WHAT NEEDS TO BE DONE.
How would you sum up the Senate healthcare piece below in two sentences?

PASSAGE FOR REVIEW.
*-*-*
Senate Healthcare Proposal Threatens People with Disabilities and Addictions

NYAPRS Note: Disability advocates are clear: by slashing federal Medicaid payments, removing guaranteed entitlement status to the program and turning it over to what the states are willing to fund and who they’re most willing to help, the health and lives of Americans with disabilities and those with addictions will be directly threatened.

"The American Health Care Act caps and significantly cuts Medicaid which will greatly reduce access to medical care and home and community based services for elderly and disabled Americans who will either die or be forced into institutions," ADAPT organizer Bruce Darling, who took part in the protest, said in a statement.

Capitol Police took 50 protesters into custody after some of them removed themselves from their wheelchairs as part of the "die-in" demonstration, according to a statement from an ADAPT spokesperson. See photos at http://www.businessinsider.com/disabled-people-die-in-protest-mitch-mcconnell-senate-republican-gop-health-care-bill-2017-6 and video at http://time.com/4829103/mitch-mcconnell-protest-senate-health-care-bill/.

Terming the Senate’s Healthcare proposal, the “Unaffordable Care Act,” the New York Times editorial board viewed the bill is “plain and simple, a plan to cut taxes for the wealthy by destroying critical federal programs that help provide health care to tens of millions of people.

If passed in its current form, the Senate bill would greatly weaken Medicaid, the federal-state program that provides insurance to nearly 69 million people, more than any other government or private program. It would do this by gradually but inexorably shifting more of the financial burden of Medicaid to states, in effect, forcing them to cover fewer people and to provide fewer services. Over all, the Senate would reduce federal spending by about $1 trillion over 10 years and use almost that much to cut taxes for rich families and health care companies.

The rollback of Obamacare’s intended expansion of Medicaid would proceed more slowly than under the House’s timetable. But the long-term damage might be worse. That is because the Senate bill would cap federal spending on Medicaid on a per-person basis.

Currently, federal spending varies from year to year based on demand for medical services and the cost of care. Starting in 2025, the cap would be allowed to increase at the rate of inflation in the economy. But the overall inflation rate has typically been much lower than the inflation rate for medical services; in 2016, the overall inflation rate was 1.3 percent, whereas medical costs increased by 3.8 percent. Over time, this would means states will get a lot less money than they do under current law.
*-*-*
SOURCE INFORMATION.
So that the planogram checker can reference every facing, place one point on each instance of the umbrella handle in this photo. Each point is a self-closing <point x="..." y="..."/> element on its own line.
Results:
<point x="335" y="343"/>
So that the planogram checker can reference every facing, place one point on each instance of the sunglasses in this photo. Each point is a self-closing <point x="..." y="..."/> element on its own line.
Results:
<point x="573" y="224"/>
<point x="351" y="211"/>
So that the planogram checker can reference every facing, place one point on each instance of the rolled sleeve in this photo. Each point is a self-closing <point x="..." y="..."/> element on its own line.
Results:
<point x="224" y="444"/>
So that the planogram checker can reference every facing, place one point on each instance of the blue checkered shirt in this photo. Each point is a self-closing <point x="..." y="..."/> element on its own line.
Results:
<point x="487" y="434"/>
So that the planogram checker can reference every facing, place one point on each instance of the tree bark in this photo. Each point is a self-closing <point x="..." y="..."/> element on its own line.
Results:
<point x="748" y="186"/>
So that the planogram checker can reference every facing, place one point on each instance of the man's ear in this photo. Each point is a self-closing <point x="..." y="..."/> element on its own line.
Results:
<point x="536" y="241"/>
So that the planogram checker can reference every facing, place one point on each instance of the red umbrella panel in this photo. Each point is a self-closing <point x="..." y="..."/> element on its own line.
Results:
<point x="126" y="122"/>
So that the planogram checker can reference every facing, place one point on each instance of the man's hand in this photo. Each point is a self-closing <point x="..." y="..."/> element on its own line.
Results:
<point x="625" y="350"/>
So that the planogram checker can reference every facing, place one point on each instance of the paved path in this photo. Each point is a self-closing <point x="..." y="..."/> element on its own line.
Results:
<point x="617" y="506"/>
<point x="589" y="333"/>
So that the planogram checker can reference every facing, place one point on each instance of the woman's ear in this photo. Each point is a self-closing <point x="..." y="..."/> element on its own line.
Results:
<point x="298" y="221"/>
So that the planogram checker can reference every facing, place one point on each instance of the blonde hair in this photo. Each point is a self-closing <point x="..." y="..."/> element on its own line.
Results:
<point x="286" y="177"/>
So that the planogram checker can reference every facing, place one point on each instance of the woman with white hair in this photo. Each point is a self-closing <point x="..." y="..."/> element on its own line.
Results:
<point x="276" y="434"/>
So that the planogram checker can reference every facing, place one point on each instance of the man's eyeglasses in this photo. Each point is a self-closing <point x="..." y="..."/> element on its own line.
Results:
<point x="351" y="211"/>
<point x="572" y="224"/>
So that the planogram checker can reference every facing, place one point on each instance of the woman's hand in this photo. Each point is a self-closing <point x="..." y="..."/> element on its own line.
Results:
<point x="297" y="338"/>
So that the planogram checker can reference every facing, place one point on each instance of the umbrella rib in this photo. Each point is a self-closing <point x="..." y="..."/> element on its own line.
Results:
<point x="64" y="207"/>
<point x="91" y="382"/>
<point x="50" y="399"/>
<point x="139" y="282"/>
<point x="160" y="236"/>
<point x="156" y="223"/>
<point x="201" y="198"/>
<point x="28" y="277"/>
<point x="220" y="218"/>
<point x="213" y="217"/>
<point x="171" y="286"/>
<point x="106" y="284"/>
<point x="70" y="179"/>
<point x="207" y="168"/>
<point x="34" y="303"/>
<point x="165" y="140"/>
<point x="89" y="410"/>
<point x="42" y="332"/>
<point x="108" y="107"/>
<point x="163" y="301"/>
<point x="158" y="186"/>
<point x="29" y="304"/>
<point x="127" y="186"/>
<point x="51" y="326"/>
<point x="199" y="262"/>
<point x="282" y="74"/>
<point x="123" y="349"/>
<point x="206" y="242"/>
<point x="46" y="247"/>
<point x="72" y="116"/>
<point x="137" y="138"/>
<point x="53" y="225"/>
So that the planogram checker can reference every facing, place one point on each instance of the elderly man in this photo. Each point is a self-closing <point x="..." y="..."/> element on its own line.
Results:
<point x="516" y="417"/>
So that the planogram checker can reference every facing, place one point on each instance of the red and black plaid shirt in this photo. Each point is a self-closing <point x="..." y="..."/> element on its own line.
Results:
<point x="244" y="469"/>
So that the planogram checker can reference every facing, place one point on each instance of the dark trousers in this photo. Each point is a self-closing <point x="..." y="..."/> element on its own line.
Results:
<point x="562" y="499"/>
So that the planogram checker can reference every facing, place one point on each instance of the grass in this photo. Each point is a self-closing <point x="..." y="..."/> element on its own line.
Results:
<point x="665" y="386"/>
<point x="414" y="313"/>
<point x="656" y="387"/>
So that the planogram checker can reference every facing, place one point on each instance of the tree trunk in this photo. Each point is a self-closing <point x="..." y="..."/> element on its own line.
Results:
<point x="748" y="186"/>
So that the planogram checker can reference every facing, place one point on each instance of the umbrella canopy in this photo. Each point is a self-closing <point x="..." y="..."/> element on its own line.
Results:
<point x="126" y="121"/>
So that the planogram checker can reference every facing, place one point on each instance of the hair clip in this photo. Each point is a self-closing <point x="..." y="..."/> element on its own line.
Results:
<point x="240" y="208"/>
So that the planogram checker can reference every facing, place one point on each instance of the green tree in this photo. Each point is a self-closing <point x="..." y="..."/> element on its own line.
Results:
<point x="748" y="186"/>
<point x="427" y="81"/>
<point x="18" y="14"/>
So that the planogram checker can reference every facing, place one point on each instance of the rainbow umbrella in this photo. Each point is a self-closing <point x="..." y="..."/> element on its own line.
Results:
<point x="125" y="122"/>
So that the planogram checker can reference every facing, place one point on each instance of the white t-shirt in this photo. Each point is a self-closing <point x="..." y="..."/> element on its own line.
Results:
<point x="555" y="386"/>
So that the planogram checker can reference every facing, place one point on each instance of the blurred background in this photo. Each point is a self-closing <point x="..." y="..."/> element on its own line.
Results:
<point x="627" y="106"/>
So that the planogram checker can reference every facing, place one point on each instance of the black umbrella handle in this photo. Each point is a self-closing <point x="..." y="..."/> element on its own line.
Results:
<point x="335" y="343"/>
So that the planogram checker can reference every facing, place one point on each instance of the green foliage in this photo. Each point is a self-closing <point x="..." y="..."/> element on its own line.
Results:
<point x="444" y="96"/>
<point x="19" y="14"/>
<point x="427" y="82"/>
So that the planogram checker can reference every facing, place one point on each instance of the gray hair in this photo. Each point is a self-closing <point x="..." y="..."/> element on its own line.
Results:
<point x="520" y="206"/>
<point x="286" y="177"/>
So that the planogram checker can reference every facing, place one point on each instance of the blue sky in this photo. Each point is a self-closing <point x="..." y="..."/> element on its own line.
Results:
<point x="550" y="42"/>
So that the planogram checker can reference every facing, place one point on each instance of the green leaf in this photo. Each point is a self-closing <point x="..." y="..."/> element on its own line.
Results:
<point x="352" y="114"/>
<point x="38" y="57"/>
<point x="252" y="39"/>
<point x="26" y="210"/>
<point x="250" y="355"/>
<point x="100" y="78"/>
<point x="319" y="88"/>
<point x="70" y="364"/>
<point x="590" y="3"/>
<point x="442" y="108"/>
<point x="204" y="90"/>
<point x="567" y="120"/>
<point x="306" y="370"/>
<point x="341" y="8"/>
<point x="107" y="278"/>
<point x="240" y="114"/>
*-*-*
REPLY.
Disability advocates warn that the Senate healthcare proposal would threaten people with disabilities and addictions by slashing federal Medicaid payments and handing the program over to the states, and Capitol Police took 50 protesters into custody during an ADAPT "die-in" demonstration. The New York Times editorial board called the bill a plan to cut taxes for the wealthy, and the bill would shift more of Medicaid's cost to states, reduce federal spending by about $1 trillion over 10 years, and cap per-person Medicaid spending at an inflation rate that has typically been much lower than the rate for medical costs.